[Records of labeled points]
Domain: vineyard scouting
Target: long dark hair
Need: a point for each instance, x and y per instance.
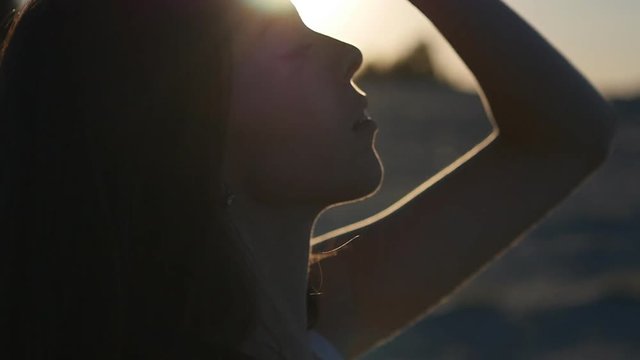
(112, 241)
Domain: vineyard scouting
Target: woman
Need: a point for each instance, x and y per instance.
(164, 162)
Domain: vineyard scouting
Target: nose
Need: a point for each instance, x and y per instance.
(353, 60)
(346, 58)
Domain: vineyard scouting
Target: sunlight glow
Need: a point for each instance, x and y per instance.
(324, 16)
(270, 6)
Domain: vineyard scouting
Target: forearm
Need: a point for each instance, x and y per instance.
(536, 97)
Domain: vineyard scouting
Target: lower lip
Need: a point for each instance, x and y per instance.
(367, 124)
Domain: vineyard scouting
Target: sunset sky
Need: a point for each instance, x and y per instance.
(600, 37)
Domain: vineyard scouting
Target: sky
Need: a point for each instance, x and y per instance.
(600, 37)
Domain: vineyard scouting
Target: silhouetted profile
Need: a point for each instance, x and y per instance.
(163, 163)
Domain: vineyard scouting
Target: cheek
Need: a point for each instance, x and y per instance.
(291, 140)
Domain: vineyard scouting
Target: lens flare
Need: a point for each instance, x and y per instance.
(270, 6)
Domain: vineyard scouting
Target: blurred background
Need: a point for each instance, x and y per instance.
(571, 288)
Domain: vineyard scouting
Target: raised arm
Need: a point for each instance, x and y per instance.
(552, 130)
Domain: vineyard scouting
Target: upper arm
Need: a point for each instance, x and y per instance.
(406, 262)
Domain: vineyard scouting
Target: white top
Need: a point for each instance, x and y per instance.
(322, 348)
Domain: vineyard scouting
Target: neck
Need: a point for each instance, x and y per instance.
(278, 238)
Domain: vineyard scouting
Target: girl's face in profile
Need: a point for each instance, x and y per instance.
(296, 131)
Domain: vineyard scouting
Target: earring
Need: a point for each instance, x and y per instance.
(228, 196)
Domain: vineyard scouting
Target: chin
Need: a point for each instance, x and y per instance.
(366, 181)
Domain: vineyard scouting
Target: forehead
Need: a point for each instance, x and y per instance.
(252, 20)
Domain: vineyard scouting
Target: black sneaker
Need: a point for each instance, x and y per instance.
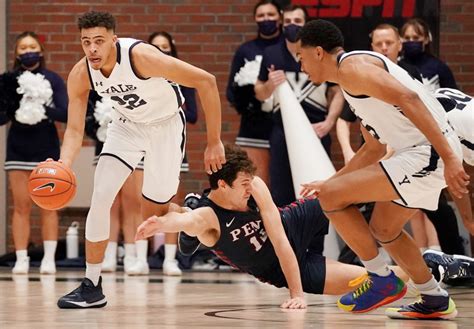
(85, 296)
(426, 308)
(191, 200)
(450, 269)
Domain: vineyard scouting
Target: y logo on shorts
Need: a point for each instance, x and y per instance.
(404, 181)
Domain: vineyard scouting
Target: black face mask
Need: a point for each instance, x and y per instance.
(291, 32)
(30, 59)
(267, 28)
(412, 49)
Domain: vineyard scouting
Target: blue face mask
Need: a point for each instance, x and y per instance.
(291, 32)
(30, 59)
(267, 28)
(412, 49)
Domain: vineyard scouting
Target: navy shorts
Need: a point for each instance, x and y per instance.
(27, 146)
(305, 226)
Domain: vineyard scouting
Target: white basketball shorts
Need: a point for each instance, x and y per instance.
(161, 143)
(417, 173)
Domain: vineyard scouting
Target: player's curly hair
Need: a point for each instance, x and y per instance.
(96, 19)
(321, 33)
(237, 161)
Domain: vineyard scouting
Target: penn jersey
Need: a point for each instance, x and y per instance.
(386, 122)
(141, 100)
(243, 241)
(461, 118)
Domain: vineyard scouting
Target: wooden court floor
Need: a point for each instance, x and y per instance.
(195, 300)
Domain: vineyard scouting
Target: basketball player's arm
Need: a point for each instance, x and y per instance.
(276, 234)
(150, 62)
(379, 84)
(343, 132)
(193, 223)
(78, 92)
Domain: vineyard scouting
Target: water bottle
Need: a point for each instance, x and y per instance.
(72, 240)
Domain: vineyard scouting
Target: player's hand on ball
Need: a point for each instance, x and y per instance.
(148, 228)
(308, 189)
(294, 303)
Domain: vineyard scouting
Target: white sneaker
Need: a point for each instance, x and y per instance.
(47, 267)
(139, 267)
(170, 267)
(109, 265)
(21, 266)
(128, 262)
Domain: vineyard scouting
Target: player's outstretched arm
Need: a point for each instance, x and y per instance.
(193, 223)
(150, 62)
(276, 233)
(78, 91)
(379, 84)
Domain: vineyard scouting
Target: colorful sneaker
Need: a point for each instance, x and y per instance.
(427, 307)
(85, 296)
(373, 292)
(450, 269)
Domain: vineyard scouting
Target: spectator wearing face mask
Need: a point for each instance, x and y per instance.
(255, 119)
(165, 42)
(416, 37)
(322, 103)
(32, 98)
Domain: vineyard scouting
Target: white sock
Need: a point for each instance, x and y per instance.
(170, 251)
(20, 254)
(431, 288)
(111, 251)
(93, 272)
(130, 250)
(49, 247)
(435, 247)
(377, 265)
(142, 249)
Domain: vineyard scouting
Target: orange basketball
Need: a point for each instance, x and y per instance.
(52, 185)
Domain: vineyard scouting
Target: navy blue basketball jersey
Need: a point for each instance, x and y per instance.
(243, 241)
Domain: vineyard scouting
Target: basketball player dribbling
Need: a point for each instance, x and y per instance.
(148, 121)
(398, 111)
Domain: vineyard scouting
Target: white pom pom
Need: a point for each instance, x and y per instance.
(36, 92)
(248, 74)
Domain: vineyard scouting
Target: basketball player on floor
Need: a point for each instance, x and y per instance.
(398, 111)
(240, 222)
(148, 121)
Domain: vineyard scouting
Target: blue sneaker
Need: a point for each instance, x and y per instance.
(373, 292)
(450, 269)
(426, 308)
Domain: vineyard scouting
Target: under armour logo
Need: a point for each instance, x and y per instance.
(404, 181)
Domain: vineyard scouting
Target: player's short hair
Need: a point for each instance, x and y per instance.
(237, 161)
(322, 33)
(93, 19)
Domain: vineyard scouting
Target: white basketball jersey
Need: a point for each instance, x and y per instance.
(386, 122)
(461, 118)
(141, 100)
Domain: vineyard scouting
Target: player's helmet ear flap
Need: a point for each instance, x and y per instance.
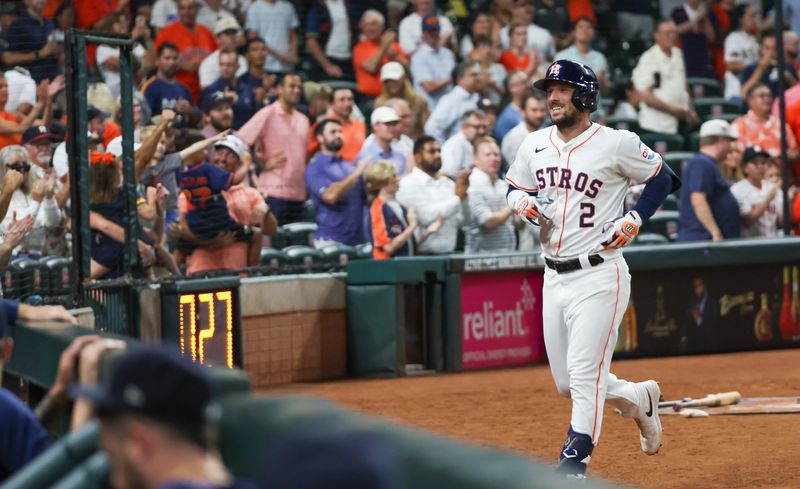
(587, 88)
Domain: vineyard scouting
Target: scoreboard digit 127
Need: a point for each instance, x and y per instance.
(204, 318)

==

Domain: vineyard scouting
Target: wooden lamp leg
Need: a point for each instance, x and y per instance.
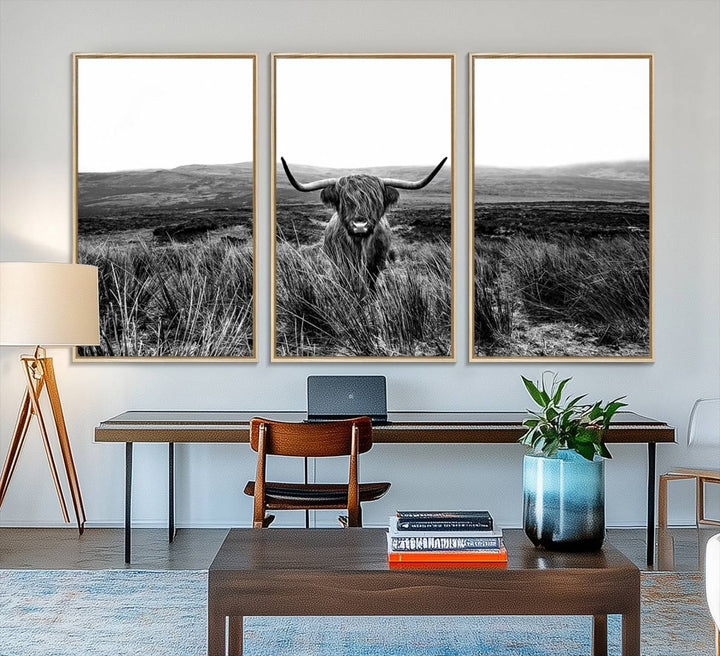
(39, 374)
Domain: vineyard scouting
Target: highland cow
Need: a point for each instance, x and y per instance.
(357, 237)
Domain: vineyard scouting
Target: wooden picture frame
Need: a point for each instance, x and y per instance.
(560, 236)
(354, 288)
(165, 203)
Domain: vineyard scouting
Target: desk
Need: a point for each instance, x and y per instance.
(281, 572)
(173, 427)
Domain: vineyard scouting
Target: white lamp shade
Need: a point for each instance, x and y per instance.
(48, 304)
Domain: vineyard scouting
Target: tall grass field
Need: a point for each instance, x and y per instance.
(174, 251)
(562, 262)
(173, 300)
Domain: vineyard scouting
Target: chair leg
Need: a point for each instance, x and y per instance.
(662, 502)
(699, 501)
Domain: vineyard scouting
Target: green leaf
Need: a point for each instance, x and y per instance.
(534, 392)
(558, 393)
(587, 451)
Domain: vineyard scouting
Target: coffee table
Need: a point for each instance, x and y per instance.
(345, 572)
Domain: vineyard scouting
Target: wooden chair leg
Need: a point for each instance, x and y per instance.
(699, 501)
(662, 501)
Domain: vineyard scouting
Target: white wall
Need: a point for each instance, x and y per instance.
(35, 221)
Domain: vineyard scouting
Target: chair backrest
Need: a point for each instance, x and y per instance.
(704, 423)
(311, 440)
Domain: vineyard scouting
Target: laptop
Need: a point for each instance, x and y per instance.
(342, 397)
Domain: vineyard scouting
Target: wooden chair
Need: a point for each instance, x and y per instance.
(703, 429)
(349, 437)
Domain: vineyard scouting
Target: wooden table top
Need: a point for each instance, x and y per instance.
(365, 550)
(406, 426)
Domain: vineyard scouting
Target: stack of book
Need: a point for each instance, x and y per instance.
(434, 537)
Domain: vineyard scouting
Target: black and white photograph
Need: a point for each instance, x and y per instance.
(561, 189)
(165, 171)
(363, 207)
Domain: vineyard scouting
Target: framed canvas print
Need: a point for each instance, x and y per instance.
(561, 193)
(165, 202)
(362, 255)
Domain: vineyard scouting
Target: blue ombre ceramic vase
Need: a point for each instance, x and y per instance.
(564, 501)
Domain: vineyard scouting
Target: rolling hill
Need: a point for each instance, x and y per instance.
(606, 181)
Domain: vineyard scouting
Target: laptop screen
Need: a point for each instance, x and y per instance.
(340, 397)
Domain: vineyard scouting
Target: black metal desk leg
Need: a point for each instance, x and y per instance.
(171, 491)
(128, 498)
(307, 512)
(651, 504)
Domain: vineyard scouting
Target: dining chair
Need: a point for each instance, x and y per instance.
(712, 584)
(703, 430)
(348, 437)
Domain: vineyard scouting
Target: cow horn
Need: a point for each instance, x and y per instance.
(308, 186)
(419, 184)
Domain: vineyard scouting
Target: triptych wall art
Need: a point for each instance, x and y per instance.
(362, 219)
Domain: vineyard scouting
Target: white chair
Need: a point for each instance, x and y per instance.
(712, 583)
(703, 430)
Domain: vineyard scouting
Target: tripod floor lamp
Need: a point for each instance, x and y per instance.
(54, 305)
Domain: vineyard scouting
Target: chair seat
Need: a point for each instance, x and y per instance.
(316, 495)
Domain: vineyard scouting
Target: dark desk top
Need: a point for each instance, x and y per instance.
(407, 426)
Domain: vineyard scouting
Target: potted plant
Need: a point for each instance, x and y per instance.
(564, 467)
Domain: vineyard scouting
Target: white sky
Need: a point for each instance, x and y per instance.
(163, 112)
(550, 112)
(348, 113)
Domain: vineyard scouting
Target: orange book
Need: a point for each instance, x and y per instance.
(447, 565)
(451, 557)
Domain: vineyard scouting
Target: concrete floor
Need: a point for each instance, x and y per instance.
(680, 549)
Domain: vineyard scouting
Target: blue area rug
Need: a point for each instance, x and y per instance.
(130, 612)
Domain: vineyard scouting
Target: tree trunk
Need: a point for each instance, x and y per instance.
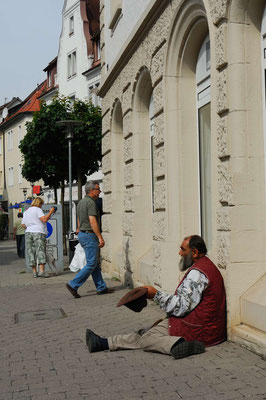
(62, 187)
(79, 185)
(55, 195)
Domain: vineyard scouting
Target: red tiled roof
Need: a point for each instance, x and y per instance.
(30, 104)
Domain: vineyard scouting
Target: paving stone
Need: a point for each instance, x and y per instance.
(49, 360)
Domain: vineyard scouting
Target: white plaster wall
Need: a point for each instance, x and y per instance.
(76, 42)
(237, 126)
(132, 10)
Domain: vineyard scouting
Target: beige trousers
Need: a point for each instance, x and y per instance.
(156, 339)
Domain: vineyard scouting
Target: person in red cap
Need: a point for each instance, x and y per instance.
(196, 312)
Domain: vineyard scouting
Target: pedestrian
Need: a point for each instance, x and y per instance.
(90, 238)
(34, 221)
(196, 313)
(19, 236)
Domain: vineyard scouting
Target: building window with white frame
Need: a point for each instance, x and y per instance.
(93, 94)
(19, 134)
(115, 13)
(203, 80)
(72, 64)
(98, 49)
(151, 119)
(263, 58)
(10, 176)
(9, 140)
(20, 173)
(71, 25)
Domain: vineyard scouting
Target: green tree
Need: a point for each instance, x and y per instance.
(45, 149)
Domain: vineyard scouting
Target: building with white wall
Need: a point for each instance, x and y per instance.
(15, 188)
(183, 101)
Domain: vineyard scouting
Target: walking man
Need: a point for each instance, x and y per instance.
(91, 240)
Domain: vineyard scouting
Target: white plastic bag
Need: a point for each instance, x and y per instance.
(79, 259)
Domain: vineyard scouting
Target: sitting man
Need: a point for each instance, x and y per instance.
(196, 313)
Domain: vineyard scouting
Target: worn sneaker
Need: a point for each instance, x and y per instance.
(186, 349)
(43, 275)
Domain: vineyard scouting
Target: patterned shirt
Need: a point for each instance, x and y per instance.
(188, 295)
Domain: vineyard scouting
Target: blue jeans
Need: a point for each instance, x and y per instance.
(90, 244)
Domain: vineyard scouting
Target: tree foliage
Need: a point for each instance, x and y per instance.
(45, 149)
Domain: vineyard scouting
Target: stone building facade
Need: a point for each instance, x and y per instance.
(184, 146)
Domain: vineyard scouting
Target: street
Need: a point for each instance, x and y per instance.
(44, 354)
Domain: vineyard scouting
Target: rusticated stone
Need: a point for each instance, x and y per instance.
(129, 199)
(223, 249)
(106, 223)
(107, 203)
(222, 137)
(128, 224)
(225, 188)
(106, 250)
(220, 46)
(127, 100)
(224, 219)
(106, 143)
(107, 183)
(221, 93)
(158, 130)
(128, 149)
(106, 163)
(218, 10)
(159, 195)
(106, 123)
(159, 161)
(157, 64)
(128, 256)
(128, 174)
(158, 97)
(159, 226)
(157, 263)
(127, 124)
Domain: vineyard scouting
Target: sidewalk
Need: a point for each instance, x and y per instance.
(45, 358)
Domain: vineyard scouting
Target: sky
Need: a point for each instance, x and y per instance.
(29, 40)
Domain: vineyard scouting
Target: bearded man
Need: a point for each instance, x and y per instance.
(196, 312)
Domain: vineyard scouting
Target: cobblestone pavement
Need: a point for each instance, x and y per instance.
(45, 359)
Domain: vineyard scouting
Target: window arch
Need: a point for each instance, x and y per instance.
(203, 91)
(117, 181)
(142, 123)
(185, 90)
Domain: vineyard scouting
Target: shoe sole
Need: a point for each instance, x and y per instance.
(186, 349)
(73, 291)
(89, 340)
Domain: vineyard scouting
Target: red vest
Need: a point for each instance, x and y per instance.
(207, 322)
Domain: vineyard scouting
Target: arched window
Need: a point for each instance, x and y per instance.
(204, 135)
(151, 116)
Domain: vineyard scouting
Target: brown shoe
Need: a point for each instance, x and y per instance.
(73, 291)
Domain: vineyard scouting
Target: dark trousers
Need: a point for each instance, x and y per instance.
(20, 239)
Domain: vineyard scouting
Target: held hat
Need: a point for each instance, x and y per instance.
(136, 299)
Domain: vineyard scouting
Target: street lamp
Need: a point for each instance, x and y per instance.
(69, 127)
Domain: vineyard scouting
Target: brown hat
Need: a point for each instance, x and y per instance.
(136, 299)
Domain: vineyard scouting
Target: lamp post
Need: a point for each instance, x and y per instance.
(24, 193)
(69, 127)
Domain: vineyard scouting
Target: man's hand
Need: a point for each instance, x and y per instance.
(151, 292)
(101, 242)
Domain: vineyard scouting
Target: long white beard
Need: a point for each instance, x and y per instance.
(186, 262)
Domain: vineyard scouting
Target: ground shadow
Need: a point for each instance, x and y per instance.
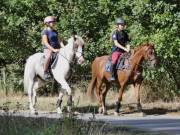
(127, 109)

What you have to do -> Pull out each line of the items above that contains the string "window", and list those lines in the order they appear.

Response ->
Target: building window with white frame
Target: window arch
Target: arched window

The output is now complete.